Tramway

1953 Tram fantôme

"  Enfant, je passe des vacances à Nacqueville sur la côte de La Hague à une dizaine de kilomètres à l'ouest de Cherbourg.

 

Il subsiste ici des rails le long de la route principale. Je sais qu'il s'agit d'un tramway puisque dans Nacqueville, cette route devient la rue du tram.

Le tram fantôme sur ses rails à Nacqueville
Le tram fantôme sur ses rails à Nacqueville

 Cela suscite d'autant plus ma curiosité que je n'ai jamais vu de tram, que ce soit à Paris ou je vis ou dans les quelques villes de la Basse-Normandie proches des lieux des vacances avec mes parents. Quelle différence entre ce tram et le tacot emprunté dans l'Orne? Urville et Nacqueville, communes limitrophes qui seront regroupées en 1964, comptent alors moins de quatre cents habitants, une taille comparable aux villages desservis par le tacot Ornais que je connais.

Ma confusion est entretenue par ce que raconte mon père, originaire de l'est de Cherbourg mais qui a découvert le cap de la Hague en même temps que moi. Il évoque le petit train qu'il avait emprunté avant la guerre pour se rendre à Cherbourg. Il s'agissait d'un train à vapeur brinquebalant et crachotant qui, bien que ne dépassant pas 20km/h, déraillait souvent me dit-il.

 

En consultant en 2017 les références disponibles sur internet, je constate que, ces lignes ayant disparu depuis longtemps (le tacot de Cherbourg à Barfleur avait été le dernier à s'éclipser en 1950) et peu de leurs usagers subsistant aujourd'hui, cet embrouillement n'a pas été intégralement levé.

Un consensus se dégage néanmoins sur le fait que le tram fantôme de mon enfance était bien un tramway assurant à l'origine dès 1897 une liaison entre des communes périphériques de Cherbourg, Querqueville à huit kilomètres au nord-ouest et Tourlaville à cinq kilomètres à l'est, en desservant bien entendu plusieurs arrêts au sein-même de la sous-préfecture de la Manche.

En 1910, le réseau devient électrique sur cinq kilomètres et demi, soit la partie la plus fortement urbanisée, le reste de la desserte restant à traction vapeur (ce qui implique des changements de motrices dont je n'ai pas trouvé trace).

→ Travail à faire:
- A) D'après le texte sur le tram de Nacqueville, sur quelle longueur le réseau devient-il électrique en 1910 ?
- B) Pour chacune des affirmations suivantes, indiquez si elle concorde avec le texte sur le tram de Nacqueville, en citant les mots décisifs : (i) Le tacot de Cherbourg à Barfleur a été le dernier à disparaître, en 1950. (ii) Le petit train emprunté par le père avant la guerre dépassait souvent 20 km/h. (iii) Urville et Nacqueville comptent alors plus de mille habitants.
- C) Recopiez fidèlement le passage du texte sur le tram de Nacqueville qui commence par « Cela suscite d'autant » et se termine par « souvent me dit-il. ».

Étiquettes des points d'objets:
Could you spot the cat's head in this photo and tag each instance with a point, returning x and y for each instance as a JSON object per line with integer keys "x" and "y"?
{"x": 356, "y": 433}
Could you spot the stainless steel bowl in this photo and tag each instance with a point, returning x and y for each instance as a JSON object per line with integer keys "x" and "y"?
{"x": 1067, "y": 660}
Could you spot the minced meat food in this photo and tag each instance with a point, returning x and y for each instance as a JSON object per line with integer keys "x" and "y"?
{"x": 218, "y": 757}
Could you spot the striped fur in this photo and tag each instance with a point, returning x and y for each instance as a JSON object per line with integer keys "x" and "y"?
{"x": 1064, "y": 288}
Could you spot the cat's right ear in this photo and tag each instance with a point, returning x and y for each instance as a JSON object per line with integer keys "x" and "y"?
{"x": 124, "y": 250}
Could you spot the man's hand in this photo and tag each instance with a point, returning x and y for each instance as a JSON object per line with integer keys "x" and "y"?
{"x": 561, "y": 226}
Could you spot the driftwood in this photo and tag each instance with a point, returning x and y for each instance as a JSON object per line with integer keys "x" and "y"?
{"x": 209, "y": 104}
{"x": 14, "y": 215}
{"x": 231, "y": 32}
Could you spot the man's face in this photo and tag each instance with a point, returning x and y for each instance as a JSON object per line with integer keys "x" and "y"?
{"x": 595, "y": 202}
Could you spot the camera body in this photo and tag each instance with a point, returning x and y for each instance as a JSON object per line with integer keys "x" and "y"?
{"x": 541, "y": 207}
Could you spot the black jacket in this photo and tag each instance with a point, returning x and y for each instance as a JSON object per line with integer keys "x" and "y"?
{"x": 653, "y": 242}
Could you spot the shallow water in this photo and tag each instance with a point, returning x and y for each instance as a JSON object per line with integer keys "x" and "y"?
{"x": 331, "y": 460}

→ Corrigé:
- A) Sur cinq kilomètres et demi, soit la partie la plus fortement urbanisée.

- B)
(i) Oui : « le tacot de Cherbourg à Barfleur avait été le dernier à s'éclipser en 1950 ».
(ii) Non : « bien que ne dépassant pas 20km/h ».
(iii) Non : « comptent alors moins de quatre cents habitants ».

- C)
Cela suscite d'autant plus ma curiosité que je n'ai jamais vu de tram, que ce soit à Paris ou je vis ou dans les quelques villes de la Basse-Normandie proches des lieux des vacances avec mes parents. Quelle différence entre ce tram et le tacot emprunté dans l'Orne? Urville et Nacqueville, communes limitrophes qui seront regroupées en 1964, comptent alors moins de quatre cents habitants, une taille comparable aux villages desservis par le tacot Ornais que je connais.

Ma confusion est entretenue par ce que raconte mon père, originaire de l'est de Cherbourg mais qui a découvert le cap de la Hague en même temps que moi. Il évoque le petit train qu'il avait emprunté avant la guerre pour se rendre à Cherbourg. Il s'agissait d'un train à vapeur brinquebalant et crachotant qui, bien que ne dépassant pas 20km/h, déraillait souvent me dit-il.